- [PROMPT] Substitute "sleeve patch" for "shoulder patch" in the items starting at the line that contains "of the cobblestone" and ending at the line that contains "point(331, 405)", and reproduce only those lines with nothing else altered.

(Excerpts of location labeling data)
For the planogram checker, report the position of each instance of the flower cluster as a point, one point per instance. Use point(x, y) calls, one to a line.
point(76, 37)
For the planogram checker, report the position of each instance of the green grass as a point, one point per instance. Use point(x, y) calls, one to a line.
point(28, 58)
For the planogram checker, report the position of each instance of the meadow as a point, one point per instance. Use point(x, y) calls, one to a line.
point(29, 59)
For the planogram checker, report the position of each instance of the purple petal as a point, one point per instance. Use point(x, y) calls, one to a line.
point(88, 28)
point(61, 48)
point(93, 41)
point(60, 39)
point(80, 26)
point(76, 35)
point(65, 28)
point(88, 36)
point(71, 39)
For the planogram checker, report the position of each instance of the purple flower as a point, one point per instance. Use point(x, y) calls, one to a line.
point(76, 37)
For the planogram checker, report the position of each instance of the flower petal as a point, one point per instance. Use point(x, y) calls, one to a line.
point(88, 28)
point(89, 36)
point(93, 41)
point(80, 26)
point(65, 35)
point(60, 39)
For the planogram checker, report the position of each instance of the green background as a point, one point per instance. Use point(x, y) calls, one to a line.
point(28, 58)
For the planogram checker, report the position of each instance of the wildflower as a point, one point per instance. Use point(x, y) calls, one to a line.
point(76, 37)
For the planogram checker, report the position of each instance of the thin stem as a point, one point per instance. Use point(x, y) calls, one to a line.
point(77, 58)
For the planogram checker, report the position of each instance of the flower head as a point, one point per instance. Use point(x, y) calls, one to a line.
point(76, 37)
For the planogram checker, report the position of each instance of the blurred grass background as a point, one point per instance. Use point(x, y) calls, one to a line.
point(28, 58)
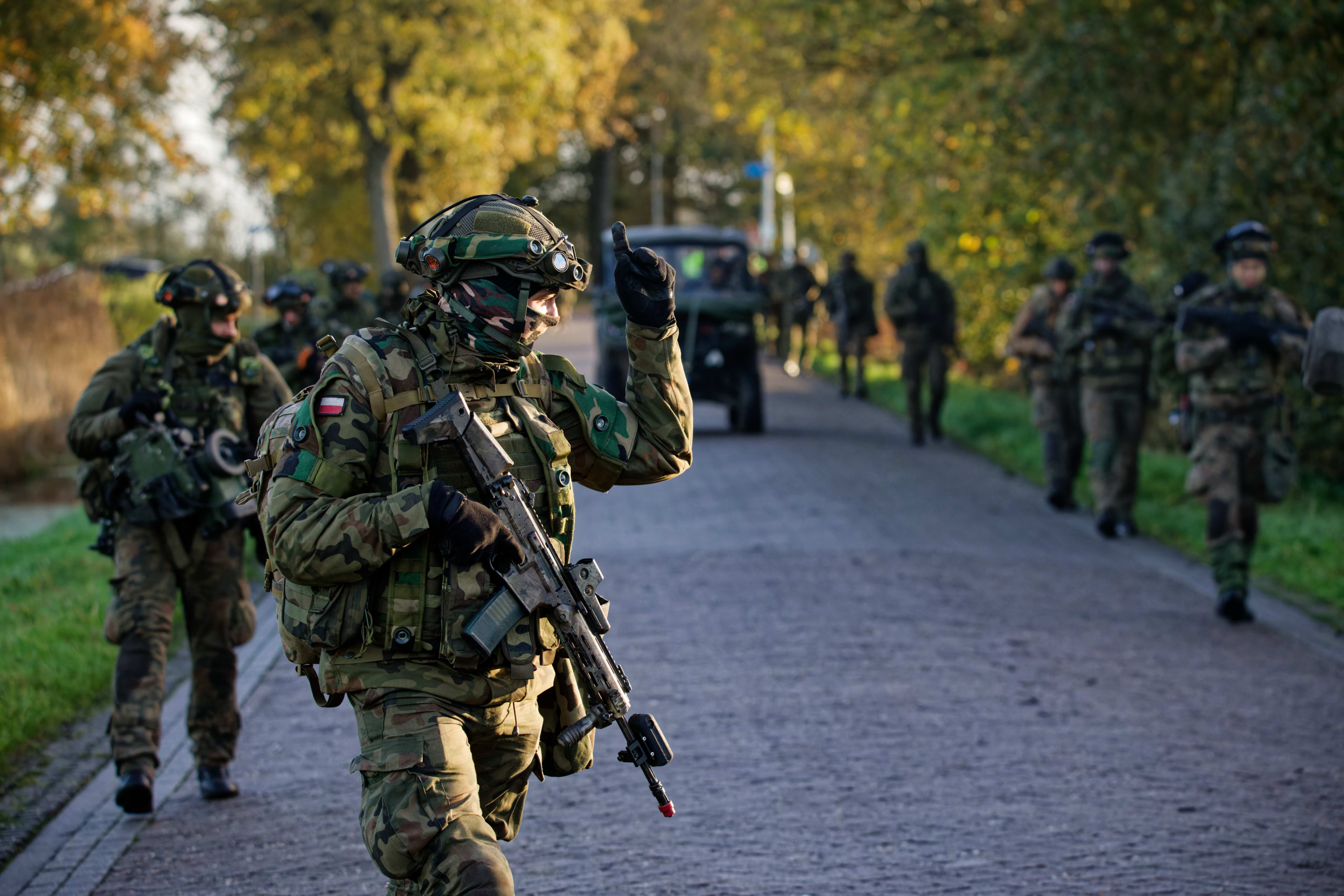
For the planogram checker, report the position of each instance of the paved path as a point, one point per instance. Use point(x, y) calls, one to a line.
point(883, 671)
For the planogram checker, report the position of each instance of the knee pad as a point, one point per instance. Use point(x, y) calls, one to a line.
point(1219, 527)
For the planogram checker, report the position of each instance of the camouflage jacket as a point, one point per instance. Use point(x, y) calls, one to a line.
point(1242, 378)
point(1109, 324)
point(236, 390)
point(349, 503)
point(1034, 339)
point(921, 307)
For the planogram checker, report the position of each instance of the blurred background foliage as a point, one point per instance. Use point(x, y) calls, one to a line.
point(1002, 132)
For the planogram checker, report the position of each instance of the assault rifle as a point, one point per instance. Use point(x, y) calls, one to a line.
point(1240, 328)
point(565, 593)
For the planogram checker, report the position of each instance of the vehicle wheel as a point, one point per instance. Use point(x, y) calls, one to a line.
point(748, 414)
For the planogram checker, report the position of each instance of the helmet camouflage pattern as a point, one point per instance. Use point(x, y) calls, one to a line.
point(484, 236)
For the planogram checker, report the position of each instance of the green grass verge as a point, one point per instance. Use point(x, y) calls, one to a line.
point(1297, 556)
point(54, 663)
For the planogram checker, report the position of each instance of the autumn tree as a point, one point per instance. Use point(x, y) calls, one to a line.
point(422, 103)
point(83, 124)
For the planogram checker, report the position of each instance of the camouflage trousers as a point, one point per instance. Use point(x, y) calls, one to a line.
point(915, 360)
point(1226, 472)
point(1113, 420)
point(443, 785)
point(154, 565)
point(1057, 413)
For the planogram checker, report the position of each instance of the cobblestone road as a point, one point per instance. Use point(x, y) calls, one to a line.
point(883, 671)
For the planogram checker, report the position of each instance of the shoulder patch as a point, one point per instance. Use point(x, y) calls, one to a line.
point(331, 405)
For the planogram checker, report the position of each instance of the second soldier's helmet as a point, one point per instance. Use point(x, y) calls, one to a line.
point(344, 272)
point(203, 282)
point(1108, 245)
point(288, 293)
point(491, 234)
point(1248, 240)
point(1059, 268)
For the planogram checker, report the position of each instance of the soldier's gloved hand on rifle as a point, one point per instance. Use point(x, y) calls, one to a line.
point(143, 401)
point(470, 532)
point(644, 281)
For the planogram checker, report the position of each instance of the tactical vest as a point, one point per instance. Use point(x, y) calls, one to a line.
point(417, 605)
point(1245, 371)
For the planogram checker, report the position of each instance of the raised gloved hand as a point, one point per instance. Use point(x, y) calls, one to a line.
point(644, 281)
point(470, 532)
point(143, 401)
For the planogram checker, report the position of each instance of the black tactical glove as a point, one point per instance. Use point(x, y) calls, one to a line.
point(143, 401)
point(644, 281)
point(471, 532)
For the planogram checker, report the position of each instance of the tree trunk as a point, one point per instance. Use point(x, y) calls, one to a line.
point(382, 202)
point(603, 167)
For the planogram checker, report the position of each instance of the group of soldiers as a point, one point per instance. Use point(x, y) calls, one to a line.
point(381, 550)
point(306, 316)
point(1096, 352)
point(920, 304)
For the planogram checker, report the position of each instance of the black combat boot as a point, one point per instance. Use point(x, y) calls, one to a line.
point(136, 794)
point(1062, 499)
point(216, 782)
point(1107, 524)
point(1232, 606)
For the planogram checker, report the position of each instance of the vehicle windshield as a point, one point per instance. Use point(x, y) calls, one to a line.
point(707, 268)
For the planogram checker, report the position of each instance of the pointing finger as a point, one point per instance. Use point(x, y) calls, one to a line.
point(620, 245)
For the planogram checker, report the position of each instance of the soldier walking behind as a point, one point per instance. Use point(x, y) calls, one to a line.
point(350, 307)
point(449, 737)
point(800, 293)
point(1109, 324)
point(1054, 382)
point(291, 343)
point(850, 308)
point(924, 311)
point(1236, 344)
point(186, 381)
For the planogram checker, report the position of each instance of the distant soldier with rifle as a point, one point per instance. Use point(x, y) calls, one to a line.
point(420, 516)
point(166, 426)
point(1237, 343)
point(1054, 382)
point(850, 308)
point(291, 343)
point(1108, 327)
point(924, 311)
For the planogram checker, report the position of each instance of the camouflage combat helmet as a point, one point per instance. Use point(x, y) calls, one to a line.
point(1108, 245)
point(1246, 240)
point(1059, 268)
point(205, 284)
point(344, 272)
point(287, 293)
point(484, 236)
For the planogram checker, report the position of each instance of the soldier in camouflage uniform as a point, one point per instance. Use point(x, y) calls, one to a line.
point(1054, 382)
point(1236, 393)
point(924, 311)
point(449, 737)
point(850, 308)
point(201, 375)
point(1109, 326)
point(350, 306)
point(291, 343)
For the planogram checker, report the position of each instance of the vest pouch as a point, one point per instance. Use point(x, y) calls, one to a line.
point(1279, 468)
point(324, 617)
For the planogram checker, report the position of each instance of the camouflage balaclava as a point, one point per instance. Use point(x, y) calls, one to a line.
point(488, 256)
point(492, 303)
point(200, 293)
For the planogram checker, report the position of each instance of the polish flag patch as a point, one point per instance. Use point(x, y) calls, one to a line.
point(331, 406)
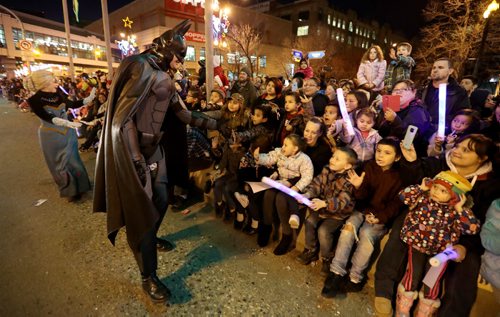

- [OUTPUT FOR THIS EXERCISE]
For the planogram checker, report the position of each instance of the cobblestone road as a point, one point per instance. Use point(x, y) calls, one to a line.
point(883, 671)
For the planogram checker, report the position of each instance of the sleeve patch as a point, one point per instance. Use point(x, y) calls, one to a line.
point(331, 405)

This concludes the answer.